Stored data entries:
━━━━
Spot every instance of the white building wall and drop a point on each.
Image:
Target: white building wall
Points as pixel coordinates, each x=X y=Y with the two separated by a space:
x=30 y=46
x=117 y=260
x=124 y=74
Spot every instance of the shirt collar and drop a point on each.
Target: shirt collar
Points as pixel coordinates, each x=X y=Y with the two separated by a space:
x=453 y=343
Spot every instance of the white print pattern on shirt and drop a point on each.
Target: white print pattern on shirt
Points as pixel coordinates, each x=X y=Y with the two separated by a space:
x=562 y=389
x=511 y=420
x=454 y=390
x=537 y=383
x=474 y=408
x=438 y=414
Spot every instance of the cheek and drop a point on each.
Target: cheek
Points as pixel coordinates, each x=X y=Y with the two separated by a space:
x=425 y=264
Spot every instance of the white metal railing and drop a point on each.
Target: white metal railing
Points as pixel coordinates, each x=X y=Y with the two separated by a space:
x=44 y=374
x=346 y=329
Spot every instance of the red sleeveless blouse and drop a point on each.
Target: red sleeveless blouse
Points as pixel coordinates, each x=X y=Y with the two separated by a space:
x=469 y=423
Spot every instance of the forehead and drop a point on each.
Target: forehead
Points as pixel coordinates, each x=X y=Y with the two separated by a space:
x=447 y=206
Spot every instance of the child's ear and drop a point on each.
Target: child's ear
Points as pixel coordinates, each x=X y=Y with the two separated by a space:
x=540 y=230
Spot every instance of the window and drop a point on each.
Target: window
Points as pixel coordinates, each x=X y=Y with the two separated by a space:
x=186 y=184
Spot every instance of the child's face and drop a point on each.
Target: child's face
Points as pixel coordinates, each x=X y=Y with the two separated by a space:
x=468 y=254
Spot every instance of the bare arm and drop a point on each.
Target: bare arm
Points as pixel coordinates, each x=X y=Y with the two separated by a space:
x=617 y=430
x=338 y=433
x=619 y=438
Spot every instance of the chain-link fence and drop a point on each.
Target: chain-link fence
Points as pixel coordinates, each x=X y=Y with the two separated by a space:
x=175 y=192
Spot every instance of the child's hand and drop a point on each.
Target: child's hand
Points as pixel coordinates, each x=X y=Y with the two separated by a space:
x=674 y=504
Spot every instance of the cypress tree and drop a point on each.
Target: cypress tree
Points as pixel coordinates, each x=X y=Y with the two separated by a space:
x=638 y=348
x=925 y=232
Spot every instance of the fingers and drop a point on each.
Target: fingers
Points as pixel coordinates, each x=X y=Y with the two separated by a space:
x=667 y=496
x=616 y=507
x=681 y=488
━━━━
Render every line of the items above as a Markdown table with the columns "No." and "Line", numbering each row and leaving out blank lines.

* [Response below]:
| No. | Line |
|---|---|
| 1 | Spot every instance of the white building wall and drop a point on each. |
| 2 | Image: |
| 3 | Target: white building wall |
| 4 | Points as pixel coordinates, each x=X y=Y with the two separated by a space: |
| 5 | x=30 y=46 |
| 6 | x=117 y=260 |
| 7 | x=124 y=74 |
| 8 | Spot every instance of the shirt collar and drop a point on each. |
| 9 | Target: shirt collar |
| 10 | Points as pixel coordinates, each x=X y=Y with the two separated by a space: |
| 11 | x=453 y=343 |
| 12 | Spot every instance of the white print pattern on shirt and drop a point on each. |
| 13 | Target: white print pattern on shirt |
| 14 | Points as pixel coordinates, each x=X y=Y with the two separated by a space: |
| 15 | x=562 y=389 |
| 16 | x=511 y=420 |
| 17 | x=454 y=390 |
| 18 | x=537 y=383 |
| 19 | x=474 y=408 |
| 20 | x=438 y=414 |
| 21 | Spot every instance of the cheek and drop a point on each. |
| 22 | Target: cheek |
| 23 | Points as pixel coordinates, each x=X y=Y with the two separated by a space: |
| 24 | x=425 y=264 |
| 25 | Spot every instance of the white metal railing and drop a point on each. |
| 26 | Target: white metal railing |
| 27 | Points as pixel coordinates, each x=X y=Y with the two separated by a space: |
| 28 | x=44 y=374 |
| 29 | x=346 y=329 |
| 30 | Spot every instance of the red sleeveless blouse and drop a point on each. |
| 31 | Target: red sleeveless blouse |
| 32 | Points as pixel coordinates, each x=X y=Y with the two separated by a space: |
| 33 | x=469 y=423 |
| 34 | Spot every instance of the forehead and drop a point on each. |
| 35 | Target: forehead |
| 36 | Points as pixel coordinates, each x=X y=Y with the two separated by a space: |
| 37 | x=447 y=206 |
| 38 | Spot every instance of the child's ear and drop a point on each. |
| 39 | Target: child's ear |
| 40 | Points as pixel coordinates, each x=X y=Y with the two separated by a space: |
| 41 | x=540 y=230 |
| 42 | Spot every instance of the window and drop a point on each. |
| 43 | Target: window |
| 44 | Points as pixel coordinates, each x=X y=Y with the two separated by a space: |
| 45 | x=186 y=184 |
| 46 | Spot every instance of the child's face and drop a point on each. |
| 47 | Target: child's face |
| 48 | Points as pixel coordinates, each x=X y=Y with the two separated by a space: |
| 49 | x=468 y=254 |
| 50 | Spot every instance of the bare arm and drop a point on each. |
| 51 | Target: bare arm |
| 52 | Points as pixel coordinates, each x=X y=Y with the two separated by a space: |
| 53 | x=617 y=430 |
| 54 | x=338 y=433 |
| 55 | x=619 y=438 |
| 56 | Spot every instance of the chain-link fence and drop a point on each. |
| 57 | Target: chain-link fence |
| 58 | Points as pixel coordinates, each x=X y=Y with the two separated by a space: |
| 59 | x=175 y=192 |
| 60 | Spot every instance of the child's hand and drop a point on each. |
| 61 | Target: child's hand |
| 62 | Points as pixel coordinates, each x=X y=Y with the two separated by a space: |
| 63 | x=674 y=504 |
| 64 | Spot every instance of the cypress tree and drop a point on each. |
| 65 | Target: cypress tree |
| 66 | Points as pixel coordinates, each x=X y=Y with the two separated by a space: |
| 67 | x=638 y=348 |
| 68 | x=925 y=232 |
| 69 | Spot every instance of the fingers and drop a point on each. |
| 70 | Target: fingers |
| 71 | Points as pixel coordinates, each x=X y=Y with the two separated by a space: |
| 72 | x=667 y=496 |
| 73 | x=616 y=507 |
| 74 | x=681 y=488 |